+++ 阅读节选

一天下午,太阳像被融化的金属一般炙烤,逼得人透不过气来。午休后依然睡意朦胧的我们懒洋洋爬上电缆架等开工。负责现场工程的三藏先生健步如飞来到电缆架下,伸手去抓扶梯。

那是一个刚刚烧过电焊的扶梯,我们还没来得及惊叫出声,一阵皮肉烧焦的味道已经飘散开来。我们成了一排呆呆的木鸡站在电缆架上,不知所措。我认为,至少他应该大叫一声松开手,然后立即驱车去医院治疗。可是他却看也不看,继续攀着梯子上了电缆架。

待他伸开手时,手心已经满是水泡和从烧破了的皮肤里露出的红肉。他拿出一张手绢要翻译给他包了,做了个简单的开工手势,跟我们一道放开了电缆。那天下午,工效格外地高。

++++++
+++ 提取信息

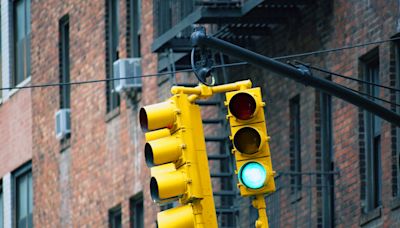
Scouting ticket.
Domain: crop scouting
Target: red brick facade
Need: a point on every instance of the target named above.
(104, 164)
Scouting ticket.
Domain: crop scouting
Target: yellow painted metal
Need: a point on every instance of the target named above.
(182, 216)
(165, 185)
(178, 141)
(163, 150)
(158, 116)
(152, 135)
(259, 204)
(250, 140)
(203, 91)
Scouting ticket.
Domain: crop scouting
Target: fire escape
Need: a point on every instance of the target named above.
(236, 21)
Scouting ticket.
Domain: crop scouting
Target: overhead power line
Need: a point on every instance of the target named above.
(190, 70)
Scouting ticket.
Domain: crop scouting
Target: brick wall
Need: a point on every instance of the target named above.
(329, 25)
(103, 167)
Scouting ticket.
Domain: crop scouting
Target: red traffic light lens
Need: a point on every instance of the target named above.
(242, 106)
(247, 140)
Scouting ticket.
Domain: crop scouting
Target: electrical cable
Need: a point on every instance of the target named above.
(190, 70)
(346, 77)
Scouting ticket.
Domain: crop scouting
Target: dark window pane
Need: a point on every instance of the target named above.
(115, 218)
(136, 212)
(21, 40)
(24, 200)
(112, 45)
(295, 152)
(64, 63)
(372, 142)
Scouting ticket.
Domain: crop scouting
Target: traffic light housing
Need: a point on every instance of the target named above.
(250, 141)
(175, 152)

++++++
+++ 提取信息

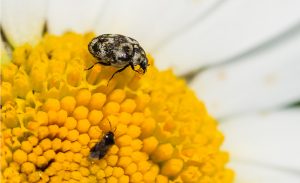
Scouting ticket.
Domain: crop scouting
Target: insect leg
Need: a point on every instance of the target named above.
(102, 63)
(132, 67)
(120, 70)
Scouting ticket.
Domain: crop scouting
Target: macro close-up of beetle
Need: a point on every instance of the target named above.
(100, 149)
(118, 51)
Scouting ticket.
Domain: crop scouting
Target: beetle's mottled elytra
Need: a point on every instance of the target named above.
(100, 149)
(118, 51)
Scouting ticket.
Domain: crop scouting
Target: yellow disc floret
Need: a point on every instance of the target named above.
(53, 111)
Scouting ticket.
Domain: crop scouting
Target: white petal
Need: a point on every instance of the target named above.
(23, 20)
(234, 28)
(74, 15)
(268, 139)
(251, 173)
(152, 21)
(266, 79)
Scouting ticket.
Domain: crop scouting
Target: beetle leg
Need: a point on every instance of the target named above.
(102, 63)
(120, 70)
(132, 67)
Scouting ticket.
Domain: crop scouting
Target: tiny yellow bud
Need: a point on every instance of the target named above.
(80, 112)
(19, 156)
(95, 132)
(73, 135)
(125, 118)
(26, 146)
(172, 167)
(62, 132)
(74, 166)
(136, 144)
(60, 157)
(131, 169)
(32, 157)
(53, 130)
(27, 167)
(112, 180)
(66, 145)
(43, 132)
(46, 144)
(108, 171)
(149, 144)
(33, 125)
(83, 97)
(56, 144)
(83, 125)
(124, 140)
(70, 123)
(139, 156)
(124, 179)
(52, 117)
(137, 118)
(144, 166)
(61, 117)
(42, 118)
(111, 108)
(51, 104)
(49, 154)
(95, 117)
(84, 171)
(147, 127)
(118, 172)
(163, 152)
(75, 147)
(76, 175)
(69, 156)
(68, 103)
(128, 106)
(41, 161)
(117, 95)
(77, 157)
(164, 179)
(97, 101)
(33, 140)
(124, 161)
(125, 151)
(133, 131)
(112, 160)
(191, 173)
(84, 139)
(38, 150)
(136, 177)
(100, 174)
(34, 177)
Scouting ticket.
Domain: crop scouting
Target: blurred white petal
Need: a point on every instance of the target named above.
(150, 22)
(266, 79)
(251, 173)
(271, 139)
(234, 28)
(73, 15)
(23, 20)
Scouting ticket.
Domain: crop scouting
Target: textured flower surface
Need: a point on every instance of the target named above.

++++++

→ 完成下列任务
(a) 根据阅读节选,三藏先生拿出手绢后,要谁给他包手?
(b) 判断下列说法是否与阅读节选相符,每项回答"是"或"否",并原文引用作为依据的词句:(i) 三藏先生被烫伤后立即驱车去了医院;(ii) 三藏先生抓住的扶梯刚刚烧过电焊;(iii) 那天下午的工效比平时低。

→ 任务答案
(a) 翻译。

(b)
(i) 否:"可是他却看也不看,继续攀着梯子上了电缆架。"
(ii) 是:"那是一个刚刚烧过电焊的扶梯"
(iii) 否:"那天下午,工效格外地高。"